Saturday, November 13, 2010

DTN News: Pakistan TODAY November 13, 2010 - Striking At Karachi’s Soul

Defense News: DTN News: Pakistan TODAY November 13, 2010 - Striking At Karachi’s Soul
(NSI News Source Info) KARACHI, Pakistan - November 13, 2010: Thursday evening’s bombing of the Crime Investigation Department’s building in the heart of Karachi’s Civil Lines area, not only shattered glass and shook buildings for miles across half the sprawling metropolis, but it also shook the city’s soul—yet again. It reminded its troubled and exhausted citizens, weary of targeted killing sprees and random acts of violence, that Islamist terrorism has finally arrived in their midst.

It can be argued that Thursday’s bombing took place because no concrete action was taken after last month’s bombing at the Abdullah Shah Ghazi shrine; nor indeed the ghastly attacks before that on two Muharram processions in December and February. All three attacks, like this one, were claimed by the Pakistani Taliban (the TTP). This attack came ostensibly in the wake of some high profile Lashkar-i-Jhangvi —read Taliban/al Qaeda — accused who were arraigned this morning in a court of law and were being kept at the CID centre in police remand.

It is a measure of the failure of law enforcement agencies and lack of coordination among various government departments that such high profile accused were being kept in a building that did not have a maximum security prison regime in place. Media reports also speak of the breakdown of the police van which was carrying the said accused back to the CID centre from the court earlier in the day, with no police reinforcements following the vehicle. If this is the state of our preparedness in combating terrorism, which has reached our doorsteps, then help us God.

However, to give the devil his due, if you were to ask the police they would tell you that their best trained anti-terrorism teams are deputed on protecting the VIPs. This obviously leaves the Taliban and the like-minded elements all the leverage over the situation. They can strike with impunity at the time and place of their own choosing, as they have been doing in other cities of the country.

This bombing, however, given its precision and intensity as well as the target hit, should serve as a final wake up all to law enforcement agencies and the authorities concerned in Karachi. In a city where tens of agencies work without a central coordination mechanism — some are even accused of working at cross-purposes at times — virtually every place with public access is a soft target.

Consider the location of the CID building that was raised to the ground by a bombing that the Sindh home minister likened to the bombing of the Marriot Hotel in Islamabad in sheer terms of its intensity. It is located in what is known as the de facto red zone, with high profile government functionaries and law enforcement agencies housed at a stone’s throw. The Chief Minister House, the US consulate, the Mariott, Sheraton, Pearl Continental Hotel and the Rangers Headquarters are only a few yards away from the targeted building.
-------
Aim of the exercise:
Pick up the piece on the Karachi CID bombing after its last sentence and write what comes next.

Saved entries
-------
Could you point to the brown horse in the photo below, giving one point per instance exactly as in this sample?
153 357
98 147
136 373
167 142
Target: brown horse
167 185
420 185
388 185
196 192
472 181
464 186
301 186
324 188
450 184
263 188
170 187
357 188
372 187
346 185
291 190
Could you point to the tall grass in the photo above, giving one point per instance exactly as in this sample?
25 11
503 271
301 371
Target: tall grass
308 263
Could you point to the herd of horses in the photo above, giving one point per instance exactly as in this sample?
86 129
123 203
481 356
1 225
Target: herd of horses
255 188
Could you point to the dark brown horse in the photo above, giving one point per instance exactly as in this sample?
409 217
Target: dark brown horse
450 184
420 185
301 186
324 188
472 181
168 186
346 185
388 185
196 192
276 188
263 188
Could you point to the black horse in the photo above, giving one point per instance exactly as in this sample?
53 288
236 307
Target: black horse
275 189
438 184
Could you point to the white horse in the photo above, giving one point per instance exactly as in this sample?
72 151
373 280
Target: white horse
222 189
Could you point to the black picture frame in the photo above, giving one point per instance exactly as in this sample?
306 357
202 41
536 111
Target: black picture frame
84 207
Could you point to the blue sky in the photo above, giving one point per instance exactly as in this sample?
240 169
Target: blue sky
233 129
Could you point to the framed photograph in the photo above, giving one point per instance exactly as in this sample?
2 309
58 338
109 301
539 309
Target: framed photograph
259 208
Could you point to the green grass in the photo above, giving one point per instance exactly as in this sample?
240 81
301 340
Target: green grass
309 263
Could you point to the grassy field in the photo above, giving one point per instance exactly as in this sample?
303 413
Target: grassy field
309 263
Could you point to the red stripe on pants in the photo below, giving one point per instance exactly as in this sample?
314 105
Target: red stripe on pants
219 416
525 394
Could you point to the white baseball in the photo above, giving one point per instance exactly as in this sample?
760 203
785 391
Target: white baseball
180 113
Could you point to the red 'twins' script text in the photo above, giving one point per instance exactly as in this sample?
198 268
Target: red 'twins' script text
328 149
-------
Response to this exercise:
This, while two of the said hotels, the US consulate, the PIDC building and the KFC outlet located next to it have all been the scene of earlier bombings. The Governor House, Karachi Gymkhana and Karachi Club, the State Guest House, and the heart of the city’s business district are also not too far off from the venue of the attack; and neither are the thousands of shantytown dwellers along the railway track behind the CID centre, a majority of whom do not even figure in Nadra records; so many of those who were killed or maimed existed only in flesh and blood, when that’s gone, not even a trace of their existence remains.

The assault on the CID centre must be seen for truly what it tells us in plain words: that home grown terrorism is no Indian, Jewish or American conspiracy against Pakistan or Islam. It also tells us that there are many misguided Pakistanis in our midst, who may even have sympathy for these zealots targeting largely Muslims that would not endorse their narrow minded view of the faith under whose banner they kill and maim innocent citizens. How else does one explain the transportation of a van full of explosives along with a firing squad armed with latest weapons that came to attack the CID building during the evening rush hour no less?

Much of Islam as we know it in this country today, isn’t exactly in very safe hands; it’s time we woke up to the threat and did something about it instead of issuing token mere condemnations that follow such ghastly acts of sheer murder and mayhem, from Islamabad to the provincial capitals and the other Pakistani capital of sorts, in exile, the faraway London.

Will the citizens of Karachi respond any differently to register their outrage against this dastardly attack than those of Lahore and Peshawar have done so far remains to be seen.